• ПРЕДЛОЖЕННЫЙ ОТРЫВОК:
>>>>

Еще теряем высоту. И окна в облаках стали пошире.
– Вижу береговую черту. Сделай разворот влево. Выполняю просьбу штурмана. Затем еще целая серия разворотов. И вот под нами город.
– Кенигсберг, – почему-то полушепотом произносит Куликов.
И мы тоже повторяем про себя это ненавистное тогда для нас, как символ врага, слово: «Кенигсберг...»
– Внимание. – Голос Куликова будто из металла отлит. – Бросаю бомбы!
Фашисты начинают обстрел, но поздно. Мы скрываемся в облаках и берем курс на восток. Ни одной тебе царапины! Как в сказке. Настроение чудесное. Облегченный самолет легко идет вверх. Высота 7000 метров. Попутный ветер увеличивает скорость. «Давай, давай, давай, – дружно поют моторы, – домой, домой, домой». Кажется, на обратном пути снова были грозы, и тяжелые облака, и ночь. Мы уже этого не замечали...
Прошло двое суток, и мы снова в полете. Курс тот же – Кенигсберг. Теперь нас летит много – несколько полков, чтобы нанести по военно-промышленным объектам противника массированный удар.
У нас на борту, кроме штатного экипажа, в кабине штурмана наш старый приписник – военный корреспондент майор Виктор Гольцев. Я уже рассказывал, как он летал с нами на боевое задание. И не один раз. Но все на ближние цели. А сейчас ему захотелось посмотреть, как мы бомбим врага в его же глубоком тылу.
Но вот ведь дело-то такое – сегодня летим не первыми. Ушли раньше нас другие эскадрильи. До цели еще более ста километров, а мы уже видим зарево пожаров. Подходим ближе, кругом разрывы: на земле взрываются наши бомбы, вверху – вспышки фашистских зенитных снарядов. Везет корреспонденту на зрелища!

<<<<

Записи с указанием именованных объектов:

>>>>

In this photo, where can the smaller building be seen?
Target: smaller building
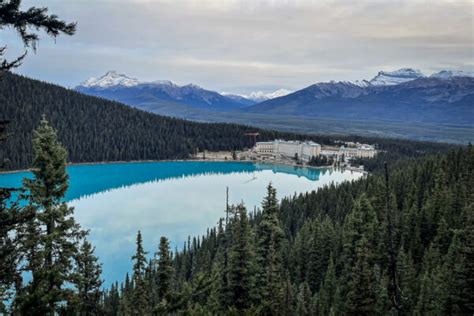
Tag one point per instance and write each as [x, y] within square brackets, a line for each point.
[361, 151]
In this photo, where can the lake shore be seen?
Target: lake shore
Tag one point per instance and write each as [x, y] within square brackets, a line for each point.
[183, 160]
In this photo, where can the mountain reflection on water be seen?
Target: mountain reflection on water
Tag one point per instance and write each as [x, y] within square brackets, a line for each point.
[173, 199]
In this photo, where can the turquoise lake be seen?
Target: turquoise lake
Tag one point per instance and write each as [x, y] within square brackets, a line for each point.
[172, 199]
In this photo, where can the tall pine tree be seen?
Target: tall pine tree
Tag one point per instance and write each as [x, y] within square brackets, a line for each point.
[52, 234]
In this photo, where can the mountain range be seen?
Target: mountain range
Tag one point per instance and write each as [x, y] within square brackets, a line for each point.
[391, 100]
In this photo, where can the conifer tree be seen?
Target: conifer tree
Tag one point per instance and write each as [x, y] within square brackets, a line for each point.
[269, 258]
[240, 260]
[141, 300]
[88, 281]
[361, 298]
[304, 300]
[164, 271]
[53, 232]
[327, 290]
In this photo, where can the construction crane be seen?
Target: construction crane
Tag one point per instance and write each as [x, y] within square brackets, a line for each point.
[254, 136]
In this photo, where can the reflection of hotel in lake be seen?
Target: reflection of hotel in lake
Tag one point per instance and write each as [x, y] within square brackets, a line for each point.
[309, 173]
[305, 150]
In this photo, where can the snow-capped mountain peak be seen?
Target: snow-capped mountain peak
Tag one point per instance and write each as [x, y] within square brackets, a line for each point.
[386, 78]
[110, 79]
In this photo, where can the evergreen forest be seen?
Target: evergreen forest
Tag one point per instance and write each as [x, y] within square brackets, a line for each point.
[399, 241]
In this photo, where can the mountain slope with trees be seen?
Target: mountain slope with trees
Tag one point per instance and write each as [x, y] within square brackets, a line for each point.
[94, 129]
[397, 244]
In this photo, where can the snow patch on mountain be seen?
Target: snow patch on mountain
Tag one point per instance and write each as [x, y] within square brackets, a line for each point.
[447, 74]
[259, 96]
[110, 79]
[388, 78]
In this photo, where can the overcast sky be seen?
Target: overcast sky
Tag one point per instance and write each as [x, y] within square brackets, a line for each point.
[242, 46]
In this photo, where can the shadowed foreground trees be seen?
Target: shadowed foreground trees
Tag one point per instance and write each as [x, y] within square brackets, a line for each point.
[324, 252]
[327, 252]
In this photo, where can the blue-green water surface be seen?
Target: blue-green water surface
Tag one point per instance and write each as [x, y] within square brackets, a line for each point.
[173, 199]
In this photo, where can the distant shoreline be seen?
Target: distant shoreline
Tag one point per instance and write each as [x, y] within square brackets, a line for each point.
[177, 160]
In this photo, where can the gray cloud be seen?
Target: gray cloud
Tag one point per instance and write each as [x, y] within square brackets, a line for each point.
[246, 45]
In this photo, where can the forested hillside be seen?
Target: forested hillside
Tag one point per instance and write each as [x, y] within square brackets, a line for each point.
[365, 248]
[94, 129]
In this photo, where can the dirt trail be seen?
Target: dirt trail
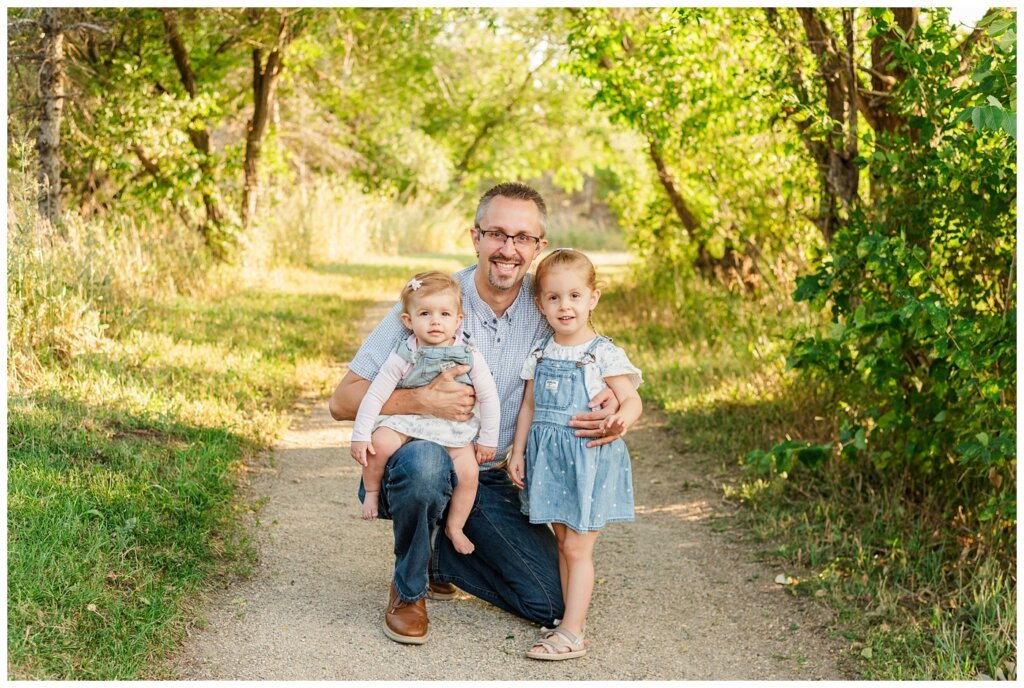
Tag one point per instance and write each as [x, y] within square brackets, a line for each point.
[676, 599]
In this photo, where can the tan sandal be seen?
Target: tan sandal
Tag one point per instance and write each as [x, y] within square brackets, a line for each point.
[558, 644]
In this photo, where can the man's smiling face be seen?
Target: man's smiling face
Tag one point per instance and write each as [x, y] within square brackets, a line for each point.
[505, 262]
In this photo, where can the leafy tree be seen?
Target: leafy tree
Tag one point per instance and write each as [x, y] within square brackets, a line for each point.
[921, 282]
[733, 183]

<<<<

• ЗАДАНИЯ:
A. Ответьте на вопросы по отрывку о полете на Кенигсберг.
(i) На какой высоте шел облегченный самолет после бомбометания?
(ii) Через сколько суток экипаж снова поднялся в полет?
(iii) Кто находился в кабине штурмана помимо штатного экипажа?
B. Выведите без изменений ту часть отрывка о полете на Кенигсберг, которая открывается словами «У нас на борту, кроме» и закрывается словами «же глубоком тылу.».
Этот материал здесь никак не используется.

• ОТВЕТЫ К ЗАДАНИЯМ:
A.
(i) На высоте 7000 метров.
(ii) Через двое суток.
(iii) Военный корреспондент майор Виктор Гольцев.

B.
У нас на борту, кроме штатного экипажа, в кабине штурмана наш старый приписник – военный корреспондент майор Виктор Гольцев. Я уже рассказывал, как он летал с нами на боевое задание. И не один раз. Но все на ближние цели. А сейчас ему захотелось посмотреть, как мы бомбим врага в его же глубоком тылу.